(Dataset entries)
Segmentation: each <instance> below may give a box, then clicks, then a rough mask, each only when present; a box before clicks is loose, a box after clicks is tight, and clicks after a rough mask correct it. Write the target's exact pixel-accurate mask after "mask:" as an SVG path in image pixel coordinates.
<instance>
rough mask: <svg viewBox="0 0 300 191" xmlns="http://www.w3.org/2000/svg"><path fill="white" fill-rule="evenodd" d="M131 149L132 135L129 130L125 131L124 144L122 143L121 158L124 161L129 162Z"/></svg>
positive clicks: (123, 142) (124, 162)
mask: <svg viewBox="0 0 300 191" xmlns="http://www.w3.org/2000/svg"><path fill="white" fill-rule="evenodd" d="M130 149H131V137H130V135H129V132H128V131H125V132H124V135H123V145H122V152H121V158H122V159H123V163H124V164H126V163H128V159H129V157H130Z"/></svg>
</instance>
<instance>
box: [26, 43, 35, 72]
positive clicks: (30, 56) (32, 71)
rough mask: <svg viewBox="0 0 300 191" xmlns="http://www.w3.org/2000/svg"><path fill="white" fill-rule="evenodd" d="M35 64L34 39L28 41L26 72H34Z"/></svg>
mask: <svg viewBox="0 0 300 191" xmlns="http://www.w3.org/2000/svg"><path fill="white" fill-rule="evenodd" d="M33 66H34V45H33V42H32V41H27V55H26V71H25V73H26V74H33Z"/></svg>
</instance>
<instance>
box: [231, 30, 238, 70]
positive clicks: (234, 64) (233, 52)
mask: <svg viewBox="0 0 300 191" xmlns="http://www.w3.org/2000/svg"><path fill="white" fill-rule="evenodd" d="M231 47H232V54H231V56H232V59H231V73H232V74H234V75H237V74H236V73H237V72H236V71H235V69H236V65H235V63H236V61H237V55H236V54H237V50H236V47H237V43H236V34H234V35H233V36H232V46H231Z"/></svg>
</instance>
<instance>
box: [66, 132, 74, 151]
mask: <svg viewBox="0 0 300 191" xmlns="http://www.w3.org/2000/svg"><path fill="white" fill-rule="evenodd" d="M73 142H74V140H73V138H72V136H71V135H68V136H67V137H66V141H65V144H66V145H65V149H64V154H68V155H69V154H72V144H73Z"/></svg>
...
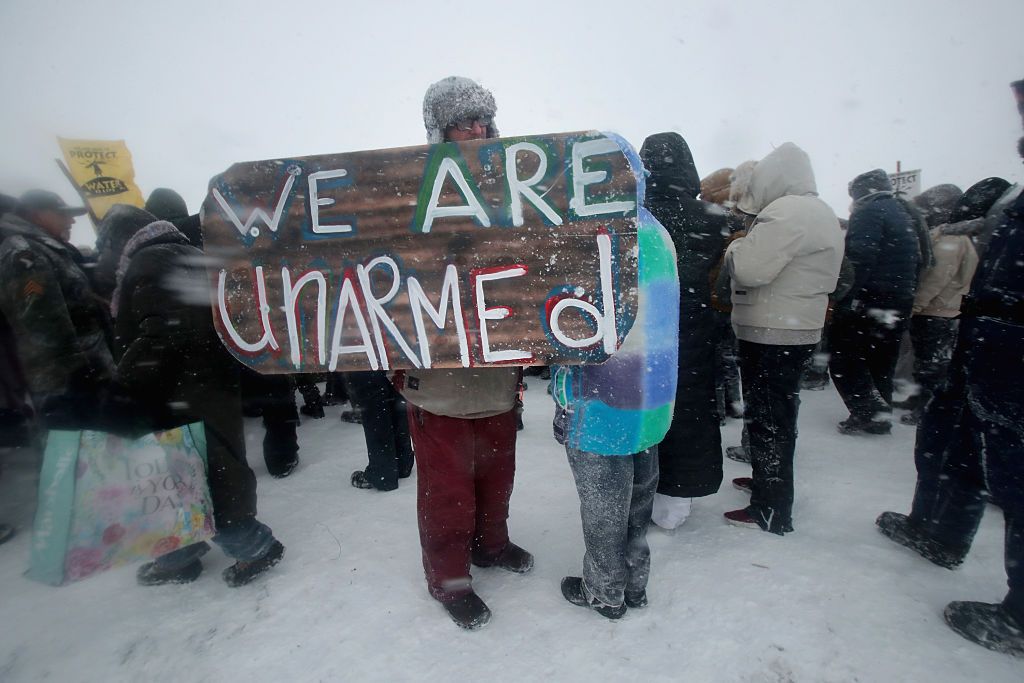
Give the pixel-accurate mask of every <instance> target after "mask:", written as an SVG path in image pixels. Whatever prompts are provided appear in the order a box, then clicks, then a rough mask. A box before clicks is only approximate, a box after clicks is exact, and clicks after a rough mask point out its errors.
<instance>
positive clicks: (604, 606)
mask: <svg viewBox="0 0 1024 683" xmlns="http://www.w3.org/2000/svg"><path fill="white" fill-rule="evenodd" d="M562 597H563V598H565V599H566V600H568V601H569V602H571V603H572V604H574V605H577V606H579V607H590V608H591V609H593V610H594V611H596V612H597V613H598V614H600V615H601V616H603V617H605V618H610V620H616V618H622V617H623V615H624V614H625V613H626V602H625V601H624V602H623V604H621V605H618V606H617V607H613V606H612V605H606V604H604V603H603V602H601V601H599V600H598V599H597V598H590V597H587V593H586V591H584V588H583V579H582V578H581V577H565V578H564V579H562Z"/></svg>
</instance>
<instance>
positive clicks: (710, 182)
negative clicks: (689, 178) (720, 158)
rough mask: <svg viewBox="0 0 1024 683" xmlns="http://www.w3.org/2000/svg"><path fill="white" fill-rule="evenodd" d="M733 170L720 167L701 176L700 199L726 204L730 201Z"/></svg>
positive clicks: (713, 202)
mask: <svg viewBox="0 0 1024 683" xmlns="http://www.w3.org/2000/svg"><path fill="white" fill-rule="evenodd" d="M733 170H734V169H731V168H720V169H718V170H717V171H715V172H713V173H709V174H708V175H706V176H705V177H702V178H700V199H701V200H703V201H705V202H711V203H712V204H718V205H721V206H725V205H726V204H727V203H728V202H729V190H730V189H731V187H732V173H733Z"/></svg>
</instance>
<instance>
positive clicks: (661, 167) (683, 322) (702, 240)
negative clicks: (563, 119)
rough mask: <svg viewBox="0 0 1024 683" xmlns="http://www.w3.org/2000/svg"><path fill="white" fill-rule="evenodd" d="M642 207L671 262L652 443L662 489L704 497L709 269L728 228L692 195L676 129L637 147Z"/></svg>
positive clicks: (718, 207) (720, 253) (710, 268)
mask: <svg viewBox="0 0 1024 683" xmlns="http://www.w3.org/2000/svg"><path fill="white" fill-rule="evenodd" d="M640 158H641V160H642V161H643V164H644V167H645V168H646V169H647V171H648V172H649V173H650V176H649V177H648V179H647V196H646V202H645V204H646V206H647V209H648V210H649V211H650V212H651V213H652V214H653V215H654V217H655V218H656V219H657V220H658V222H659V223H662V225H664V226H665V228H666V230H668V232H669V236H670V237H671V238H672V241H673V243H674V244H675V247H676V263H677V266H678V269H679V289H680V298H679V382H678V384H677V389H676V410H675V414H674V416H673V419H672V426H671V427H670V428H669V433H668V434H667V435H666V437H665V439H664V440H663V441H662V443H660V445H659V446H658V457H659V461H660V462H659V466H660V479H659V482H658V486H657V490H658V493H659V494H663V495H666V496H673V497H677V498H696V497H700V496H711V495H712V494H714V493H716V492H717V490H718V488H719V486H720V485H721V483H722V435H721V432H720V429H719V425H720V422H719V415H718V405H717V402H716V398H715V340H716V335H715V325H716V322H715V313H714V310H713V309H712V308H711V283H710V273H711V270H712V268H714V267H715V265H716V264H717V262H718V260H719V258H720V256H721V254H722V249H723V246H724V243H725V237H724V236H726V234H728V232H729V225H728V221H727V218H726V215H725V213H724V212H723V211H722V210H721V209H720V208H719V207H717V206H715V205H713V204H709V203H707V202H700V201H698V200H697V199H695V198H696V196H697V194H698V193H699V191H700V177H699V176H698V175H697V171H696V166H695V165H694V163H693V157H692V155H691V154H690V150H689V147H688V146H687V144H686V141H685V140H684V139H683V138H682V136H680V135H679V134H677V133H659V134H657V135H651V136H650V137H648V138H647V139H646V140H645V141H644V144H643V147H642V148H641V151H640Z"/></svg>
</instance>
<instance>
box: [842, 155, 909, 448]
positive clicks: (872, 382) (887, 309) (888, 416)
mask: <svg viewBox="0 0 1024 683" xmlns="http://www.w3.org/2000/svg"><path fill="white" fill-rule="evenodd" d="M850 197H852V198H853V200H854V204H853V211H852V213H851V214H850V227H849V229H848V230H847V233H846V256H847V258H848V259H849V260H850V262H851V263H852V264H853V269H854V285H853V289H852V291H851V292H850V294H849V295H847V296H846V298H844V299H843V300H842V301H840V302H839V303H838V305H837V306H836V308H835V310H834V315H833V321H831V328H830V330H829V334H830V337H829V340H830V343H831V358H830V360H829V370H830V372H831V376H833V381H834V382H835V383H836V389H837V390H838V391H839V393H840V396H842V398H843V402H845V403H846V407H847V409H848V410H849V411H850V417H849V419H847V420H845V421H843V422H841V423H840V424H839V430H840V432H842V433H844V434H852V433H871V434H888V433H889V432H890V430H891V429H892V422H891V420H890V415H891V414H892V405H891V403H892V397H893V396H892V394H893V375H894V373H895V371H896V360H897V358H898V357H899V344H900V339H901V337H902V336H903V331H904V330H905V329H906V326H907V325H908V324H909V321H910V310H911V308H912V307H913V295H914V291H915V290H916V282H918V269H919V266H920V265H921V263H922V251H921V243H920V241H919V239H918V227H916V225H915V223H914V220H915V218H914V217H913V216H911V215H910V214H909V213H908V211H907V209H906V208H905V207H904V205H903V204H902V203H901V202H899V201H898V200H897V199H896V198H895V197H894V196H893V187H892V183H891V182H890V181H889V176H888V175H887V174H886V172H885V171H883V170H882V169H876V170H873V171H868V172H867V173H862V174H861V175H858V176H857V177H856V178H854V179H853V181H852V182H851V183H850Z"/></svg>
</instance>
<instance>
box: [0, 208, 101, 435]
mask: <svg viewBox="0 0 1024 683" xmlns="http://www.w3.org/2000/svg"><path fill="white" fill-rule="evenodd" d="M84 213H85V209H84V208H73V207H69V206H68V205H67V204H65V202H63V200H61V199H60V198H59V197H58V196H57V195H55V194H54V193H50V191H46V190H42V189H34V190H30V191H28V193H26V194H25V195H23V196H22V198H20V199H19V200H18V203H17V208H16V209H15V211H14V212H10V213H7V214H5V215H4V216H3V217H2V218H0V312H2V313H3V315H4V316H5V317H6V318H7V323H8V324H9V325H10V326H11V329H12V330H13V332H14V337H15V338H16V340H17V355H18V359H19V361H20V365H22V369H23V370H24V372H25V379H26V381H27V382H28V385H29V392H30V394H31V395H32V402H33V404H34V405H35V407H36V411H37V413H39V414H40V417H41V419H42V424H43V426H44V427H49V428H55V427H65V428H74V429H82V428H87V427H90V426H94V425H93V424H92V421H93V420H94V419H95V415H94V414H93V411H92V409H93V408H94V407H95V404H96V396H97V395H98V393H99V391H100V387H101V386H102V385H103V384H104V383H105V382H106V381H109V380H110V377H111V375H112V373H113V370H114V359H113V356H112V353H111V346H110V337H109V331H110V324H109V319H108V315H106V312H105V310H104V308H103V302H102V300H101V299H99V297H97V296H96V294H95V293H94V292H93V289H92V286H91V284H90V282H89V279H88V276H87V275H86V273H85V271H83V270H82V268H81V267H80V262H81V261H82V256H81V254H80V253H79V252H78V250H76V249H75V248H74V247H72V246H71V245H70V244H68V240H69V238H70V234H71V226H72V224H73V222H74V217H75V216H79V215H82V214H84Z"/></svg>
==
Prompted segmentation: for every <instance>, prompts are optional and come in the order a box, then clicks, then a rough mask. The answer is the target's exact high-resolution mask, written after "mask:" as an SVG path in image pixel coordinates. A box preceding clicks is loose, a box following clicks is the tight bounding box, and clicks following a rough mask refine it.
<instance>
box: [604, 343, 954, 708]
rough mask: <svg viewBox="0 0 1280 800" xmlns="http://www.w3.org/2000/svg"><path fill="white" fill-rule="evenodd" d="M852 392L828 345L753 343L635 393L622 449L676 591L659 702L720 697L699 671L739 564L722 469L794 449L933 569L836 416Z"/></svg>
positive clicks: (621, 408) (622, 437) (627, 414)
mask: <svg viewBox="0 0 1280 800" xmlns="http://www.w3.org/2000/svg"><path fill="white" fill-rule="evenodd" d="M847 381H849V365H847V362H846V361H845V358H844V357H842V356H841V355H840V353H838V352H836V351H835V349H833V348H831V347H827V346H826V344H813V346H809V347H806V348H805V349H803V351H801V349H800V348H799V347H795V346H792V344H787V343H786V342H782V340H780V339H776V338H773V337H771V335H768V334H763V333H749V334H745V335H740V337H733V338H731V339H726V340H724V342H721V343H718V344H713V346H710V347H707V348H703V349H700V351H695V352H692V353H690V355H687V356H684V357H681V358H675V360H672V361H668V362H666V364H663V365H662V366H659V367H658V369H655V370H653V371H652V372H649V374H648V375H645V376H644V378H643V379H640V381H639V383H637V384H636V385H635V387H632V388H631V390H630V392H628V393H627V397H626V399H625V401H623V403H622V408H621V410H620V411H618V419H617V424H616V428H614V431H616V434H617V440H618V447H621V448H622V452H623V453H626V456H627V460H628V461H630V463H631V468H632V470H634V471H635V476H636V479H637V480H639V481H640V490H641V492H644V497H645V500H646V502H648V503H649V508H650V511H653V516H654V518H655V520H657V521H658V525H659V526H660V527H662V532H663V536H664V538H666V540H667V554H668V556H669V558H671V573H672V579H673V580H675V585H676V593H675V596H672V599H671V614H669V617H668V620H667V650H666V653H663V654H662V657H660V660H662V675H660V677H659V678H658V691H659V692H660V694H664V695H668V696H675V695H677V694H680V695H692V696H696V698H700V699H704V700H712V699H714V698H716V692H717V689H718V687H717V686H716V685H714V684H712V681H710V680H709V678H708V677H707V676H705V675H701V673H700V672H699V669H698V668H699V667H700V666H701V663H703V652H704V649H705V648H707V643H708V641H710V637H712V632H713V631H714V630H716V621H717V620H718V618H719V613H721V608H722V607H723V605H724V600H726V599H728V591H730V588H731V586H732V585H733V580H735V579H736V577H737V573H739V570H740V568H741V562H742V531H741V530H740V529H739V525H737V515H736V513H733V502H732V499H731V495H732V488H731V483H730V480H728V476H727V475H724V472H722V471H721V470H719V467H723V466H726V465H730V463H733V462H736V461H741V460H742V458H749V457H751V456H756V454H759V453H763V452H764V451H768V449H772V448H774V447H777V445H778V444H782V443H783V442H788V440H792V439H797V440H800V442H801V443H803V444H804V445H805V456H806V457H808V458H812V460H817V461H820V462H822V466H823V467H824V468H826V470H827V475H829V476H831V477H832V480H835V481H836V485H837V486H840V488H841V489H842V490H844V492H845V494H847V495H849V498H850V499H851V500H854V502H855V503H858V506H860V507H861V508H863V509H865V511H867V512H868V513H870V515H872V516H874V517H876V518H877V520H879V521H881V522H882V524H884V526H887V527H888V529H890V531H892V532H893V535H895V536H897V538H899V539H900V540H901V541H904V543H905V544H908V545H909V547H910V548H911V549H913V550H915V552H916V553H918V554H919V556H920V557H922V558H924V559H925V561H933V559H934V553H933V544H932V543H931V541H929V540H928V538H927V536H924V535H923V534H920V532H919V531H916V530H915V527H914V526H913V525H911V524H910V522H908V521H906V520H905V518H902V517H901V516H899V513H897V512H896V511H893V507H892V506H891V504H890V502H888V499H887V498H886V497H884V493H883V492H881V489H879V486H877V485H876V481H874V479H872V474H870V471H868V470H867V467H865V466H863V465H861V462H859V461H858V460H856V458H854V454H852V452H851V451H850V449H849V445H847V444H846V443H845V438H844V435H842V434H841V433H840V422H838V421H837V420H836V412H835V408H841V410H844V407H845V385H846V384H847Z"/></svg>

*Exercise goal*. Convert the lines starting at the one containing "Prompted segmentation: for" and ending at the one containing "positive clicks: (621, 408)" into a JSON list of strings, one string per line, leaving out blank lines.

*Output for this task*.
[
  "Prompted segmentation: for every <instance>, prompts are optional and come in the order a box, then clicks, then a rough mask. The answer is the target's exact high-resolution mask, written after \"mask:\" as an SVG path in image pixel coordinates. A box preceding clicks is loose, a box following clicks is the tight bounding box, and clicks following a rough mask refine it.",
  "<instance>",
  "box: [604, 343, 954, 708]",
  "rough mask: <svg viewBox=\"0 0 1280 800\" xmlns=\"http://www.w3.org/2000/svg\"><path fill=\"white\" fill-rule=\"evenodd\" d=\"M852 392L828 345L753 343L635 393L622 449L676 591L659 702L720 697L699 671L739 564L722 469L794 449L933 569L836 416Z\"/></svg>",
  "positive clicks: (621, 408) (622, 437) (627, 414)"
]